Region pointing data

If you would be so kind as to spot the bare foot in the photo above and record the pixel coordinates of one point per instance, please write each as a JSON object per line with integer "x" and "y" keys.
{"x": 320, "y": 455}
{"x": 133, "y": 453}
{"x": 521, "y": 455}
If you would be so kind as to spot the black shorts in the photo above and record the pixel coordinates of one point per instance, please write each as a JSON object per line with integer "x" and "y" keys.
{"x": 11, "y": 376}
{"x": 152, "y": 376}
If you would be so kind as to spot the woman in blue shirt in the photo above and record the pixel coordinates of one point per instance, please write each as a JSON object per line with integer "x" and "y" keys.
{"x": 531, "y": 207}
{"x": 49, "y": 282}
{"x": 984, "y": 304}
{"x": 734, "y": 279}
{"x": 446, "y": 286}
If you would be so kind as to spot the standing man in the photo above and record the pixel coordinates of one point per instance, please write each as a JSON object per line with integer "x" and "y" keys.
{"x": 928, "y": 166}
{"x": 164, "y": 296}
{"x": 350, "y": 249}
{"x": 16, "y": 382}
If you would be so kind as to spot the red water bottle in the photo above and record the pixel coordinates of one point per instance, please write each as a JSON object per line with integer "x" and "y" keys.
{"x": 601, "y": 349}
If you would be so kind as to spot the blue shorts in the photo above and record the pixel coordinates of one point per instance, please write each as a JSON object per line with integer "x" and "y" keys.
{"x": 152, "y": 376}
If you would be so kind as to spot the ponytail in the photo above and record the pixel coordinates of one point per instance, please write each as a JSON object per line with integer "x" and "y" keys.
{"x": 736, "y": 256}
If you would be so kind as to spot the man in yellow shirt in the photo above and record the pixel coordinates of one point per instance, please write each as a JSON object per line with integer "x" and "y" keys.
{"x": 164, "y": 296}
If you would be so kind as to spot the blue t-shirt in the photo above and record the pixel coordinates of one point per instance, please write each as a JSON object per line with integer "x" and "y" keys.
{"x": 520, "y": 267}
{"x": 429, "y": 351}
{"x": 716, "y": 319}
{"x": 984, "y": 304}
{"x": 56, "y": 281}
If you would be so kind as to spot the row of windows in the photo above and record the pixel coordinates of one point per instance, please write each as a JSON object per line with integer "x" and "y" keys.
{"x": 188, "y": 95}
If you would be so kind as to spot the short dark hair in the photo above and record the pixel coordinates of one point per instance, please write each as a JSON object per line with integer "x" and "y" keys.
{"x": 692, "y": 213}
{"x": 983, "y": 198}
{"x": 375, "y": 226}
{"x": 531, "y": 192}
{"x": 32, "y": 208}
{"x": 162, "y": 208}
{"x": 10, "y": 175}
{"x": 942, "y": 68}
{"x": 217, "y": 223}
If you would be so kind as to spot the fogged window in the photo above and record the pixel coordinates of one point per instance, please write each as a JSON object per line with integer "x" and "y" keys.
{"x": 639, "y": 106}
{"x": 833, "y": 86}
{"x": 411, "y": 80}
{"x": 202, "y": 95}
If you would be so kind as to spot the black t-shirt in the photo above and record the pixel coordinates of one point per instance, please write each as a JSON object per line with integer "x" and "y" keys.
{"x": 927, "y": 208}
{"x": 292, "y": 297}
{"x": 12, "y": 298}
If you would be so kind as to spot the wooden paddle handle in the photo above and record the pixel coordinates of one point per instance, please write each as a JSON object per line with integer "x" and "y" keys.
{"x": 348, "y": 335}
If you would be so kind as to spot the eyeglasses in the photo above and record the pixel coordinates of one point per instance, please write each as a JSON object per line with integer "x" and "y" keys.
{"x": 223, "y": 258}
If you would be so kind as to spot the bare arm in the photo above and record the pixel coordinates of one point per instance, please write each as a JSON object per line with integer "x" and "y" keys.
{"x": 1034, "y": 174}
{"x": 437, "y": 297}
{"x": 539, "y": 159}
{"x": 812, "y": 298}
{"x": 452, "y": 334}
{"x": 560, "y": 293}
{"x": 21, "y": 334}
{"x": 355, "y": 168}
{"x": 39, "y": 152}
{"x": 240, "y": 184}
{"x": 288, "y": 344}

YOUR INSTRUCTIONS.
With no line omitted, copy all the data exactly.

TASK SOLUTION.
If you would be so kind as to spot the bare foot in the photo above and record the pixel coordinates of one point per instance, please write each as a JSON object per line with integer "x" and "y" keys.
{"x": 320, "y": 455}
{"x": 133, "y": 453}
{"x": 521, "y": 455}
If you would be so kind as to spot the black shorts in the photo above and record the pixel coordinates of one point per instance, please write each as a JSON object per line with integer "x" and "y" keys.
{"x": 11, "y": 376}
{"x": 152, "y": 376}
If you would be so kind as to spot the woman in blue shirt in the photo above and record the pixel coordinates of one point per instance, please write each as a JSON object per line with integer "x" and "y" keys.
{"x": 531, "y": 207}
{"x": 49, "y": 282}
{"x": 984, "y": 304}
{"x": 734, "y": 279}
{"x": 446, "y": 286}
If you would be so kind as to spot the standing man in the photo above and record the pixel coordinates of one point per instance, please write each as a JSON object per line with integer "x" and "y" keys.
{"x": 928, "y": 166}
{"x": 164, "y": 296}
{"x": 350, "y": 249}
{"x": 16, "y": 382}
If you would be so kind as to spot the red water bottle in the photo above and record the pixel coordinates of one point per instance, please write each as a JSON object per line with integer "x" and "y" keys.
{"x": 601, "y": 349}
If you would be so kind as to spot the blue shorts in the photo above and record the pixel coordinates of one point per instance, please write each as a JSON object per line with integer "x" and "y" keys.
{"x": 152, "y": 376}
If you would be so kind as to spot the ponytail in the photo above and record the pixel coordinates of one point per instance, please write each as a JSON object per line with integer "x" and "y" keys.
{"x": 736, "y": 256}
If you would be so kind as to spot the man in yellow shirt in the photo above and record the pixel coordinates of one point per instance, please write each as a JSON object per line with integer "x" and "y" keys.
{"x": 164, "y": 296}
If you would be so kind as to spot the blue t-shirt in the photo above and record the pixel coordinates of one point per instance, please write each as a JSON object per line with integer "x" and "y" keys.
{"x": 520, "y": 267}
{"x": 429, "y": 351}
{"x": 716, "y": 319}
{"x": 984, "y": 304}
{"x": 56, "y": 281}
If you would be so kind as to spot the row of windows in the photo above and record the pixel coordinates of one point per instance, please write each as a JSON object per line with integer "x" and "y" keys.
{"x": 188, "y": 95}
If you would be so kind as to spot the short dark hair in the photo above and record the pixel coordinates of one point per instance, please write each as a JSON object per line with integer "x" and "y" keys.
{"x": 692, "y": 213}
{"x": 983, "y": 198}
{"x": 375, "y": 226}
{"x": 531, "y": 192}
{"x": 32, "y": 208}
{"x": 162, "y": 208}
{"x": 10, "y": 175}
{"x": 942, "y": 68}
{"x": 217, "y": 223}
If you would be so kind as to spot the fogged window in the photo above and record the pixel coordinates of one point per instance, please write each as a JSON object per line with integer "x" and "y" keys.
{"x": 639, "y": 106}
{"x": 833, "y": 86}
{"x": 411, "y": 80}
{"x": 202, "y": 95}
If you would be so kind as to spot the black t-shirt in the photo above and record the pixel coordinates of one point per instance, please write each as a JSON object per line with integer "x" and "y" keys.
{"x": 927, "y": 208}
{"x": 292, "y": 297}
{"x": 12, "y": 298}
If you would be so kind as to spot the wooden paddle handle in the photo above and record the pixel coordinates of one point per instance, please write each as a JSON object per line with integer "x" and "y" keys.
{"x": 348, "y": 335}
If you would be so kind as to spot the eyeglasses in the photo above and record the pixel coordinates of one point per instance, please write each as a JSON object per line with integer "x" and "y" keys.
{"x": 223, "y": 258}
If you would be so kind as to spot the bare arm in the photo above and record the pixel coordinates of one point per instance, please write each as a JSON object per line with integer "x" and "y" keys.
{"x": 1034, "y": 174}
{"x": 437, "y": 297}
{"x": 539, "y": 159}
{"x": 812, "y": 298}
{"x": 452, "y": 334}
{"x": 560, "y": 293}
{"x": 21, "y": 334}
{"x": 355, "y": 168}
{"x": 39, "y": 152}
{"x": 240, "y": 184}
{"x": 288, "y": 344}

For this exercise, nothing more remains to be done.